■ **PROVIDED ENTRIES**
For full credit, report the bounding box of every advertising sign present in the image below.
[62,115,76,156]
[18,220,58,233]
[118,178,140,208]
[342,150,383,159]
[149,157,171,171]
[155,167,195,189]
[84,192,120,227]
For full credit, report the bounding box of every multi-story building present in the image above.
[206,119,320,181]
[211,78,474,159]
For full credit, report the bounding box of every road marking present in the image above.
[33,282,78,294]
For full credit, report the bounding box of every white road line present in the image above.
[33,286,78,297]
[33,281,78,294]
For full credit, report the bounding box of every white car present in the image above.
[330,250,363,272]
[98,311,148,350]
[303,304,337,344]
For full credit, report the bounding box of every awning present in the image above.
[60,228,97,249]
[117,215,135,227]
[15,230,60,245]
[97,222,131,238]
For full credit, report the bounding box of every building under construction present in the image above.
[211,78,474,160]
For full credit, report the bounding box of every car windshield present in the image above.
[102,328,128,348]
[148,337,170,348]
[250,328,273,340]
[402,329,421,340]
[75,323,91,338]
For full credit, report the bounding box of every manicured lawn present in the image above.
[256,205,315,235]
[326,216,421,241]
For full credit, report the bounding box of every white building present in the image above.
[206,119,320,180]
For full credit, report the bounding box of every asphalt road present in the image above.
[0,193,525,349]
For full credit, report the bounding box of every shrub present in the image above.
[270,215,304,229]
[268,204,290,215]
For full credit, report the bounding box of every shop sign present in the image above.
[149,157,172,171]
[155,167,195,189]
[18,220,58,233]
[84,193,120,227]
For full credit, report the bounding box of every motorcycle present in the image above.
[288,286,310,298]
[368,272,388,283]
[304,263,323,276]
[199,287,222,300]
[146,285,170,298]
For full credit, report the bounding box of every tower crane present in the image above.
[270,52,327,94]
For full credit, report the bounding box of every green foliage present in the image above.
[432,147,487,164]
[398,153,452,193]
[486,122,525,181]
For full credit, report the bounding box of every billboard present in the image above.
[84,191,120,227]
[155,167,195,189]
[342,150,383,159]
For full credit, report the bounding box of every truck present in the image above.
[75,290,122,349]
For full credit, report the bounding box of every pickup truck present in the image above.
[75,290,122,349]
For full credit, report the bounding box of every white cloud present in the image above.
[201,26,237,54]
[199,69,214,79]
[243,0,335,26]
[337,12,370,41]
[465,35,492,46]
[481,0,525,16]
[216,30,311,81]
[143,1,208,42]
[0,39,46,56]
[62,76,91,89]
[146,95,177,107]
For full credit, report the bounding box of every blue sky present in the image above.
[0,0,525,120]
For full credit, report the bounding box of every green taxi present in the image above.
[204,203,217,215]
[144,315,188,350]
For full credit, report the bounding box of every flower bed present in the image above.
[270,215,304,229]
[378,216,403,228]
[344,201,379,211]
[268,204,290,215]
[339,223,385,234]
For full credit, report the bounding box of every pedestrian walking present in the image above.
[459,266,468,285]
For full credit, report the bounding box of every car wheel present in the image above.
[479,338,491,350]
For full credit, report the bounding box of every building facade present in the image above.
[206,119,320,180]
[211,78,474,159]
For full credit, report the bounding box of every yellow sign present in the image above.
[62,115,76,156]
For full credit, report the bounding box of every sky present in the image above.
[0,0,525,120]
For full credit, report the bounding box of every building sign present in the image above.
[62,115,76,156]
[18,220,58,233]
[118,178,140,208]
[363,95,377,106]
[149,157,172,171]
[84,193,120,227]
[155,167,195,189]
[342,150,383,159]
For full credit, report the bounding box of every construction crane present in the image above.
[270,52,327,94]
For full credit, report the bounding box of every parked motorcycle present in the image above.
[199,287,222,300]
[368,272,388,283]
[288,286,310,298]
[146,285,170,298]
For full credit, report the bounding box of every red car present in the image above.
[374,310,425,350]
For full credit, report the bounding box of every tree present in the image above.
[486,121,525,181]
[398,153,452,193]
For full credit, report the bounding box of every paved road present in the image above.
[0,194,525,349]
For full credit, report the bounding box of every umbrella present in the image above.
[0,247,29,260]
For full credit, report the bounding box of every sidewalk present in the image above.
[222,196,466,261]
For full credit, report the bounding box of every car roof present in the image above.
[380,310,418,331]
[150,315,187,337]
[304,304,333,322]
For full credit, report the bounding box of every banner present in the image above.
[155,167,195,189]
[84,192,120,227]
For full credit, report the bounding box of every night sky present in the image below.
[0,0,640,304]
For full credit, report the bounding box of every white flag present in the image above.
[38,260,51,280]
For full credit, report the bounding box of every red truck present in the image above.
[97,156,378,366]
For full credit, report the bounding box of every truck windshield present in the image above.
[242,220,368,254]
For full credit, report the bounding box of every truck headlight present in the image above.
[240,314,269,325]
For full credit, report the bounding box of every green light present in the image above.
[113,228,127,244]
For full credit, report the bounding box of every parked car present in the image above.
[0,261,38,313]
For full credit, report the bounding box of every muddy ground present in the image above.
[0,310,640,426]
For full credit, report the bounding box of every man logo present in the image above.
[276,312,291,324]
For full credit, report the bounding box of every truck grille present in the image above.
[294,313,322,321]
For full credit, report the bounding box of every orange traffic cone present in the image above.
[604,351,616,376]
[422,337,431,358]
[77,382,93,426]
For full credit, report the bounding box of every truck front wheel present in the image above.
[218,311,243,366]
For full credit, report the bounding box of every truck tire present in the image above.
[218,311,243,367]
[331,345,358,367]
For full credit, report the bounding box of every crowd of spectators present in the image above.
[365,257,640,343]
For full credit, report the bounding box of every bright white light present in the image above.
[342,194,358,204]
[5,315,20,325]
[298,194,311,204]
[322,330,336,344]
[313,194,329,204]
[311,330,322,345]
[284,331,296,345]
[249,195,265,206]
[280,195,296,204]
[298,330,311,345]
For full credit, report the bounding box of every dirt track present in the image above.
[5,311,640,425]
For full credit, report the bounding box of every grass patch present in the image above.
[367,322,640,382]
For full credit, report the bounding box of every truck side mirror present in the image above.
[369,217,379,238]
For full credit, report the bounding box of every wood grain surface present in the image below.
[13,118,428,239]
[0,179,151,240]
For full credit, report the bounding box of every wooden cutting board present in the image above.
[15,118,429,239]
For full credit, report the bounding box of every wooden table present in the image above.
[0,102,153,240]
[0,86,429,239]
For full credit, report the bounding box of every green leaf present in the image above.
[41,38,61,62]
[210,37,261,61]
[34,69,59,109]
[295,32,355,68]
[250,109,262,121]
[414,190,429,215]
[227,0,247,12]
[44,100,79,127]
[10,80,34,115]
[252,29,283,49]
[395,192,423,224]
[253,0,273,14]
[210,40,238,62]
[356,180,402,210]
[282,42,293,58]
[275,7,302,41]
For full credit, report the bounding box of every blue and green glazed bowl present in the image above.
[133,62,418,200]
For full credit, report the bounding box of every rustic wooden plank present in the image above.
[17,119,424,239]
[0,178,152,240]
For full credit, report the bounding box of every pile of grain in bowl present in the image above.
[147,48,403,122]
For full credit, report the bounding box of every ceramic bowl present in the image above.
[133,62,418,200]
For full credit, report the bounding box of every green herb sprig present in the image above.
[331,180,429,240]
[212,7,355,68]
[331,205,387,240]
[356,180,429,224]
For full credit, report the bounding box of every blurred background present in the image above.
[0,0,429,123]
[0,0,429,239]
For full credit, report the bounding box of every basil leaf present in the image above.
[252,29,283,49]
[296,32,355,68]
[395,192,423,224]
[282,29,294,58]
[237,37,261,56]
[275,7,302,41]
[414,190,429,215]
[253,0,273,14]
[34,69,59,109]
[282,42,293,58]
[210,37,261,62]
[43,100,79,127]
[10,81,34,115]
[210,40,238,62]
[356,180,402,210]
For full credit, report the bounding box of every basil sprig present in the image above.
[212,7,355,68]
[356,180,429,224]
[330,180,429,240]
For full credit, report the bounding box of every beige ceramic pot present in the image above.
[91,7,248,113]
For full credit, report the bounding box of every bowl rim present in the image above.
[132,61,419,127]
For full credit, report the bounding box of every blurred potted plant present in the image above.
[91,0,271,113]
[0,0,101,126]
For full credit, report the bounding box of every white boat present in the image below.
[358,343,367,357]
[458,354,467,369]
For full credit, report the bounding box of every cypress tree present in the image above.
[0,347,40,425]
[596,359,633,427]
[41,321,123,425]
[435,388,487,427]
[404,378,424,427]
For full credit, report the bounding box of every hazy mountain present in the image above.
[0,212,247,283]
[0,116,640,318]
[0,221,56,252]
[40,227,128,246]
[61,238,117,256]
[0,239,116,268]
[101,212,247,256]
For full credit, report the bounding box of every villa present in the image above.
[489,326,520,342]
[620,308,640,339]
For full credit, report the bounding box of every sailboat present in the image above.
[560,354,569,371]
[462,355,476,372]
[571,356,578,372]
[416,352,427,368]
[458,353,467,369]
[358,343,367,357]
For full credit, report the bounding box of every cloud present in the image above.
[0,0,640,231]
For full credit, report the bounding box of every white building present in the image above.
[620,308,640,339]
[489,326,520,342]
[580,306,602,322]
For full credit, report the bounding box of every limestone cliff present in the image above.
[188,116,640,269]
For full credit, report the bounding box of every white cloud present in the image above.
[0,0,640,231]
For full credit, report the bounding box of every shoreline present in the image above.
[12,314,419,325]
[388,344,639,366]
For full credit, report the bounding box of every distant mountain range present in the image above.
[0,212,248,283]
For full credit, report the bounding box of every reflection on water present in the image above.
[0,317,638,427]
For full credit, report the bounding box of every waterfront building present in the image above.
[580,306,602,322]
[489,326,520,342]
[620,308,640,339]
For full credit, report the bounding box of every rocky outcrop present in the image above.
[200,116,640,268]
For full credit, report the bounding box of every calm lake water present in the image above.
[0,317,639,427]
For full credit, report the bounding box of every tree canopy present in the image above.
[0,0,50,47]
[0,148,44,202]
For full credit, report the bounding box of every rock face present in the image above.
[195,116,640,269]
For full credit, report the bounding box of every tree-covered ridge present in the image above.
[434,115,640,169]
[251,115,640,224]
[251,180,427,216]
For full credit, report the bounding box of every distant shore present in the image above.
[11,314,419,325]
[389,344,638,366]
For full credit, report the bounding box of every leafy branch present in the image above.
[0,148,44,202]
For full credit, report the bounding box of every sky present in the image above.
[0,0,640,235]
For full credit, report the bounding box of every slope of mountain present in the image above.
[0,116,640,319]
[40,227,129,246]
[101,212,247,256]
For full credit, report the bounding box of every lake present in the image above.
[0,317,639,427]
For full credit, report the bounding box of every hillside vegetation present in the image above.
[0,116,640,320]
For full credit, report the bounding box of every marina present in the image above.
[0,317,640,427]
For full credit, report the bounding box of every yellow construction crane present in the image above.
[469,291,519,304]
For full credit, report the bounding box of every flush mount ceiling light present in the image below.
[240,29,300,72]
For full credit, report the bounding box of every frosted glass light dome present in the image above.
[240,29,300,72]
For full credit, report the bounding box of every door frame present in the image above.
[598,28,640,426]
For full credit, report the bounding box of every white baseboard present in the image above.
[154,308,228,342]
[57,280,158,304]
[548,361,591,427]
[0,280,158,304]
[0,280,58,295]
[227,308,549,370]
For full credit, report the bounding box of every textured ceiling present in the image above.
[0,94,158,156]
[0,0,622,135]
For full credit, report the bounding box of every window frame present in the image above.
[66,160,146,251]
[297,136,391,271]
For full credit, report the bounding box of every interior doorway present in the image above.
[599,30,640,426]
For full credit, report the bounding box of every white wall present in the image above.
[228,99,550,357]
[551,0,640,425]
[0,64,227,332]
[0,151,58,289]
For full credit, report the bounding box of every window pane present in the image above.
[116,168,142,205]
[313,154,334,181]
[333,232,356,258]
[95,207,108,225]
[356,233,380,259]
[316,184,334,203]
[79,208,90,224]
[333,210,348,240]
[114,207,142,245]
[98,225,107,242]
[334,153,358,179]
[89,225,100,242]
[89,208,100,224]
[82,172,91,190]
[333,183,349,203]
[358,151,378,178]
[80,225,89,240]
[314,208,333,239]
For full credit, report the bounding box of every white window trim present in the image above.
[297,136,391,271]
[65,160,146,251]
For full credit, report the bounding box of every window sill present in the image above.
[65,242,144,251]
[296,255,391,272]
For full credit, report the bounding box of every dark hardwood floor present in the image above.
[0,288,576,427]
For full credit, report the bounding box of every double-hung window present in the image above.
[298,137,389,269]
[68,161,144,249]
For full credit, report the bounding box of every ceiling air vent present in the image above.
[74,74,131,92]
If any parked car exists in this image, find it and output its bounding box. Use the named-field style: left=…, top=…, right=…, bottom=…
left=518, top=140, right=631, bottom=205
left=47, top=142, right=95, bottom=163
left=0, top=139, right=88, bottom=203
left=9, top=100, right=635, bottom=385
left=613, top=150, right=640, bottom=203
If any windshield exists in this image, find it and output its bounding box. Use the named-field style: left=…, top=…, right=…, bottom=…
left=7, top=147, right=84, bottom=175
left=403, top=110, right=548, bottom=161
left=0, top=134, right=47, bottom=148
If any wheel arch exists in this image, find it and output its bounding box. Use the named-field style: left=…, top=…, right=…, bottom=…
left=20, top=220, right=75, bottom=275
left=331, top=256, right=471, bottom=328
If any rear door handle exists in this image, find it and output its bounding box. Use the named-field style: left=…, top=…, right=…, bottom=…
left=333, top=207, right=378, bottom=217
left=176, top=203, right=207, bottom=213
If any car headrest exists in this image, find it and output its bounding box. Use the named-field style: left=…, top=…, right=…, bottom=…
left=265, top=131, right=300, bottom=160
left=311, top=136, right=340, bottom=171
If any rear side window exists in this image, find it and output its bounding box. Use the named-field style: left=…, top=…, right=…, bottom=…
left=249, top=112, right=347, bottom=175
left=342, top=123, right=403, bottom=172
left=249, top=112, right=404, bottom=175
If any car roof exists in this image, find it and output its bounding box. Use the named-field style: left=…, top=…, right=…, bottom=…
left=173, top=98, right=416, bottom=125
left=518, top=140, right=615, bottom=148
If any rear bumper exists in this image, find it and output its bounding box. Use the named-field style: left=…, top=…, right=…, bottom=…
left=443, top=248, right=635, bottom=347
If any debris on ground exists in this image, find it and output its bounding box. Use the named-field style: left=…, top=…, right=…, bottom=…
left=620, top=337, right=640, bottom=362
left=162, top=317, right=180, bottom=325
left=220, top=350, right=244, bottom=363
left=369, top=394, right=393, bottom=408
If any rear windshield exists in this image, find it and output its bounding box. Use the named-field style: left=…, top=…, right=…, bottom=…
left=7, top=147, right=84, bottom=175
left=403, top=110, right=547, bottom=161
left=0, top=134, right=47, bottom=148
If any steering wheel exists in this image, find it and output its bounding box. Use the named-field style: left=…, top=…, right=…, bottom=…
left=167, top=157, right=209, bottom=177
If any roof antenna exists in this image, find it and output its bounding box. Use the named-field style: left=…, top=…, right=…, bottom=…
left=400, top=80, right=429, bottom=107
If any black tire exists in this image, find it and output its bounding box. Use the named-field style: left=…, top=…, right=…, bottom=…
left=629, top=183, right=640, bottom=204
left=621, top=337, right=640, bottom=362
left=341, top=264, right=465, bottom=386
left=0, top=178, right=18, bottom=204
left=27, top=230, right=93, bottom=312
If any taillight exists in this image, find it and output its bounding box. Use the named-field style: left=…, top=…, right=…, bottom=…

■ **TASK OBJECTIVE**
Copy the data above without changes, starting at the line that contains "For full credit, report the bounding box of every door" and stopping after the line that contains "[0,151,58,289]".

■ **ANSWER TO THIS PROBLEM**
For full credit, report the bounding box of every door frame present in the image above.
[598,28,640,426]
For full credit, report the bounding box of every white baseboard present in the image above.
[154,308,228,342]
[57,280,158,304]
[548,361,591,427]
[0,280,158,304]
[0,280,58,295]
[227,308,549,370]
For full credit, report the bounding box of every textured ceiling present in the image above.
[0,94,158,156]
[0,0,622,135]
For full credit, report the bounding box of every window frame present in the image above.
[66,160,146,251]
[297,136,391,271]
For full credit, report the bounding box of every interior doorway present in the image above.
[599,30,640,426]
For full credit, report the bounding box of every white wall present in the image above.
[228,99,550,357]
[551,0,640,425]
[0,64,227,332]
[0,151,58,289]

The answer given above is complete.